== What the exercise asks ==
Filter the entries beneath this task, copying only the lines that hold the word "metal".
Top of Data provided
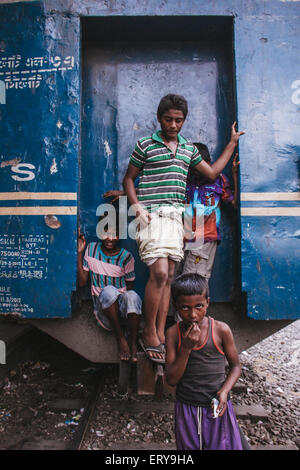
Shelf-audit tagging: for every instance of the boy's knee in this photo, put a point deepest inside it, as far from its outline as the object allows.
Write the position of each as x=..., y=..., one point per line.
x=160, y=277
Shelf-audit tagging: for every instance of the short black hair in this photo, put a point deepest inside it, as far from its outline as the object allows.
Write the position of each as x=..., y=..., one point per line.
x=189, y=284
x=203, y=151
x=172, y=101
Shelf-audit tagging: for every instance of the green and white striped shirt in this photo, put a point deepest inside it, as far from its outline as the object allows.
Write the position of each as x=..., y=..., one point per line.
x=162, y=178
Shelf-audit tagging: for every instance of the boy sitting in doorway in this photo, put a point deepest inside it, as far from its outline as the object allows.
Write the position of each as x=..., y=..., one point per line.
x=116, y=305
x=162, y=161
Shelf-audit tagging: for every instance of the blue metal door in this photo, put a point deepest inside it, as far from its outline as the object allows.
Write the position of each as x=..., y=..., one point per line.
x=121, y=88
x=39, y=133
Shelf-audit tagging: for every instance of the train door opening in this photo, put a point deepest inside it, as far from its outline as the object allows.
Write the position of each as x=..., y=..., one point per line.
x=128, y=65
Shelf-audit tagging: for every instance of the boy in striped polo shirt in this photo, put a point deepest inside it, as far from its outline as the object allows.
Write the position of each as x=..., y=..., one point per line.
x=161, y=162
x=116, y=305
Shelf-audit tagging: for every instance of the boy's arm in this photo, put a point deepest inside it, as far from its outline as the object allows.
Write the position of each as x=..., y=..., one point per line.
x=232, y=357
x=129, y=188
x=129, y=285
x=235, y=165
x=82, y=275
x=215, y=169
x=114, y=193
x=176, y=361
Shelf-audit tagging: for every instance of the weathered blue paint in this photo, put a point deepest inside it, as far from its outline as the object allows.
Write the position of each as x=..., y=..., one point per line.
x=42, y=124
x=39, y=128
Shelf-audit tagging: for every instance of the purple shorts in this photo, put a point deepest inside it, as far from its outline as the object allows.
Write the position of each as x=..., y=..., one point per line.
x=197, y=429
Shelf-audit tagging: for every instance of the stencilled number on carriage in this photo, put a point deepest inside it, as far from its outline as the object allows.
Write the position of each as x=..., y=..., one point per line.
x=23, y=169
x=296, y=95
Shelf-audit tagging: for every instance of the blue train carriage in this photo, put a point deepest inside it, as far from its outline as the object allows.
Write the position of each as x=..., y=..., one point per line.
x=79, y=84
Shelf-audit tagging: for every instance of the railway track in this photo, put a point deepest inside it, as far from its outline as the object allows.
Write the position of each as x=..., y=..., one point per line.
x=53, y=399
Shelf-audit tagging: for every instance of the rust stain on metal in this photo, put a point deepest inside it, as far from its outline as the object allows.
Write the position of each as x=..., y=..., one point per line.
x=52, y=221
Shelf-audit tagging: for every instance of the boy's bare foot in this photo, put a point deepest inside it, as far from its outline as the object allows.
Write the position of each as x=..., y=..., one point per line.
x=124, y=351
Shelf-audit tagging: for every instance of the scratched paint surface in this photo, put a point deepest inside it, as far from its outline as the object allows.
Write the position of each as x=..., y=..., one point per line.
x=40, y=120
x=38, y=164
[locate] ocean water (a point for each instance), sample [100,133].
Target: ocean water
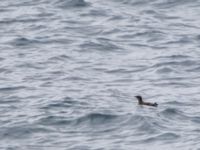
Bottom of Data provided
== Your response ==
Shelf-audit tagging: for every instance of the blue metal door in this photo, put a point deepest inside it, as far from its outline as the object allows.
Shelf-audit tagging: for every instance of the rust stain on metal in this photo, put a point deepest inside it, as far from its outline as the object allows.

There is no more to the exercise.